### Direction
Your task is to copy the material exactly.

Source records:
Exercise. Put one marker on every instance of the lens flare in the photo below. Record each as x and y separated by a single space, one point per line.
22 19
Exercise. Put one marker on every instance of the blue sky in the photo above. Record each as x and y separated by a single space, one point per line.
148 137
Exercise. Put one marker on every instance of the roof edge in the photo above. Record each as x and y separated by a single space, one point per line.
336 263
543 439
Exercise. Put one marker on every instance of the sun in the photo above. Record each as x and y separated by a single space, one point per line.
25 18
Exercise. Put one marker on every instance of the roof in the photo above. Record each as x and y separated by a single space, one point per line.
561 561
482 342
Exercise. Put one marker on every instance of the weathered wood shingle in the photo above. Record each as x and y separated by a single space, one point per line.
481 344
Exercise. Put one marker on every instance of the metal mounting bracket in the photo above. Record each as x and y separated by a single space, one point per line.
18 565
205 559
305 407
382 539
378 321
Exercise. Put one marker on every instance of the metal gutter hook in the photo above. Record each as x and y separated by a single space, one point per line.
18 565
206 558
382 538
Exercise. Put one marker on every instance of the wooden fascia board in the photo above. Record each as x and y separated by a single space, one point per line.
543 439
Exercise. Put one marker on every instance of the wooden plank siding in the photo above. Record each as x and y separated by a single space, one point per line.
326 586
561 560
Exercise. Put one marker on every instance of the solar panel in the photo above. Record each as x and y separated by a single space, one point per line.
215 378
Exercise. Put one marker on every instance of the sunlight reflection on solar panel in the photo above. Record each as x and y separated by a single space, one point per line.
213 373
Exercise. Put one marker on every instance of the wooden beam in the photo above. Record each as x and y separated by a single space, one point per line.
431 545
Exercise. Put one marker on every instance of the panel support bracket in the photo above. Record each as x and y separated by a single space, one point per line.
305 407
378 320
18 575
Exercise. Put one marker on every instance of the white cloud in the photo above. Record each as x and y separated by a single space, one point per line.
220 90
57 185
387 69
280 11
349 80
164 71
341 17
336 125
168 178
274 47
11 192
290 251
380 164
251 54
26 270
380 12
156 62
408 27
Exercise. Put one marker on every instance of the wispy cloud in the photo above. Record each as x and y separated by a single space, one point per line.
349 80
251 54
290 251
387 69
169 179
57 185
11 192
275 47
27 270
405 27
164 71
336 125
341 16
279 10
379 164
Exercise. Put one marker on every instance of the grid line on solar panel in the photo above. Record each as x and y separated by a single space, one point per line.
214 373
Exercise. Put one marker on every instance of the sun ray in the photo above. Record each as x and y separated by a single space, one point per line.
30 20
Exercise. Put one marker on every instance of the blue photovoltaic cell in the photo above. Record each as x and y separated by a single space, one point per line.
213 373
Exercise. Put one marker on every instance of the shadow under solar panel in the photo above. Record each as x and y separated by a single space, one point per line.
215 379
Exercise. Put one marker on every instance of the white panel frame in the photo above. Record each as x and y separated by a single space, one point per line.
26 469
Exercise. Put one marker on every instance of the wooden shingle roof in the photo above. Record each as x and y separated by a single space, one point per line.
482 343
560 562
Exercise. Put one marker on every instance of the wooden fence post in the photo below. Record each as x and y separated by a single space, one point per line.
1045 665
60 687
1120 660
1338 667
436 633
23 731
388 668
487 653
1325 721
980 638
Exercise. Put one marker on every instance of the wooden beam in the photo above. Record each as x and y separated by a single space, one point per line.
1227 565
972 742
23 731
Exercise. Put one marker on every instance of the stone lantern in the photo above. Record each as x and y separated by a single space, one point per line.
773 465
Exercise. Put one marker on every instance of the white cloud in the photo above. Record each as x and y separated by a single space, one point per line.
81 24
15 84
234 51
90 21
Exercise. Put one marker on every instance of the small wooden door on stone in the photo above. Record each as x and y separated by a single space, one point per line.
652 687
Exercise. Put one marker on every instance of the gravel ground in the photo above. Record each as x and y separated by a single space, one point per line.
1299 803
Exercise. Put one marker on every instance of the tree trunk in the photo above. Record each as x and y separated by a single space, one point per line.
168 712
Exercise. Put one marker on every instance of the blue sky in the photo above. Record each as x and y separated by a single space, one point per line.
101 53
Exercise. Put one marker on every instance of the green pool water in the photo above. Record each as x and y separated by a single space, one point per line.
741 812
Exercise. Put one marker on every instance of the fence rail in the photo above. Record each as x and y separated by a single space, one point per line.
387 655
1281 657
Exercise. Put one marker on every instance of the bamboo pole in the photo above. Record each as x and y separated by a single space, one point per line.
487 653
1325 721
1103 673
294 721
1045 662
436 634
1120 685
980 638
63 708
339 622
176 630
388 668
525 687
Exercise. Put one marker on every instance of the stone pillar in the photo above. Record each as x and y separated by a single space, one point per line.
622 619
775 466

### Output
Exercise. Put one marker on every instance of the lens flare in the photo below. Record each as x and y separated by a single space, one point per line.
22 19
Exercise. Put one marker on every instance of the blue sky in the photo above. Record each as x and y separated by a single space, one point per line.
148 137
Exercise. Put one marker on every instance of the roof edge in the photo above. Record each as x and y separated by a single space, one point per line.
336 263
543 439
Exercise. Put one marker on every instance of the sun in the photo above. Record each as x and y separated by a single space, one point per line.
25 18
Exercise. Put one marker on every instance of the roof in the photo above. Record each as x and y separated by a single space, one point per line.
561 561
482 342
Exercise. Put one marker on every instance of the weathered wood shingle in the photo above. Record each as x and y separated by a single space, one point per line.
481 344
Exercise. Put one marker on every instance of the metal mounting bracket in the photo above. Record each as x and y separated by a single space, one point per line.
18 565
205 559
305 407
382 539
378 321
Exercise. Put one marker on every instance of the metal gutter hook in the photo above. Record each as x and y separated by a single space, one point per line.
18 565
206 558
382 538
Exercise. Put one marker on every instance of the wooden fascia board in the photo above. Record each as x and y separated by a single space, one point per line.
543 439
Exercise. Put one marker on every instance of the wooden plank siding in the photo above. Record each as x and y separated by a single space, one point per line.
326 586
561 560
Exercise. Put one marker on every instance of the solar panel in the photo above. Record each as x and y separated by a single space, one point per line.
215 378
Exercise. Put one marker on every instance of the sunlight reflection on solar panel in the photo above. Record each as x and y separated by a single space, one point per line.
213 373
Exercise. Put one marker on every instance of the wooden beam in the photo above. Record each as x and y separated by a single space, one point per line.
431 545
Exercise. Put one marker on every instance of the panel support bracket in the photo above. Record each as x and y separated by a single space, one point per line.
305 407
378 320
18 575
Exercise. Put one marker on every instance of the white cloud in the photo above. Record each as x and y separated by a single space, one point per line.
220 90
57 185
387 69
280 11
349 80
164 71
341 17
336 125
168 178
274 47
11 192
290 251
380 164
251 54
26 270
380 12
156 62
408 27
Exercise. Put one marker on every instance of the wispy cloud in the photo above. Record each as x and y separated by a single space, one point per line.
349 80
251 54
290 251
387 69
169 179
57 185
11 192
275 47
27 270
405 27
164 71
336 125
341 16
279 10
379 164
Exercise. Put one marker on every instance of the grid line on solar panel in the photo above. Record each as x and y separated by a single space, one point per line.
214 373
Exercise. Put one marker on every instance of the sun ray in the photo above. Record each as x and y separated by a single space, one point per line.
30 20
Exercise. Put one marker on every instance of the blue photovoltaic cell in the photo above. Record each as x and y separated by a single space, one point per line.
213 373
Exercise. Put one marker on every instance of the shadow under solar panel in the photo above. Record each as x and y separated by a single space, one point per line.
215 379
Exercise. Put one marker on every instance of the white panel frame in the photo above. Record each as x and y separated by a single space, one point per line.
26 469
Exercise. Put one marker on every instance of the wooden shingle roof in the photo above. Record each as x and y separated by a single space, one point per line.
482 343
560 562
Exercise. Put one marker on every instance of the wooden fence post in the photo below. Record each as x and y separated by a single space, one point per line.
1045 665
60 687
1120 660
1338 667
436 633
23 731
388 668
487 653
1325 721
980 638
Exercise. Put one marker on every instance of the wooden beam in the photo above. Record each as x and y separated by a single space, one point per line.
1227 565
972 742
23 731
Exercise. Put one marker on every instance of the stone lantern in the photo above. Record each as x and y separated by a single space, one point per line.
773 465
Exercise. Put one marker on every instance of the white cloud in the photo above. Record each as x and y separated by a single space, one point per line.
81 24
15 84
234 51
90 21
Exercise. Put one marker on every instance of the small wooden door on stone in the photo above. Record each as x and y separated by a single space, one point per line.
652 687
Exercise. Put one marker on every instance of the gravel ground in the photo above. Record each as x and y separated by a single space, one point per line.
1299 803
Exercise. Put one marker on every instance of the tree trunk in the photo above. Record each as x and y separated by a single space, one point per line.
168 712
Exercise. Put one marker on every instance of the blue sky in the photo above. Record each as x and y separated by a single space, one point per line.
101 53
Exercise. Put one marker on every instance of the green pool water in the photo above. Record each as x and y separated by a single space, one point per line.
741 812
Exercise. Put one marker on every instance of the fence rail in the photo above. Record each as x and y separated by a single space, one point per line.
387 655
1281 657
Exercise. Put one marker on every instance of the bamboo pole in the photo above. Record each as x and y separated by a single space, one point per line.
487 653
1325 721
1103 673
294 721
1045 662
436 634
1120 685
980 638
63 708
339 622
176 630
388 668
525 687
Exercise. Put one marker on every instance of the stone pillar in the photo above. Record each as x and y separated by a single space, one point per line.
622 619
775 466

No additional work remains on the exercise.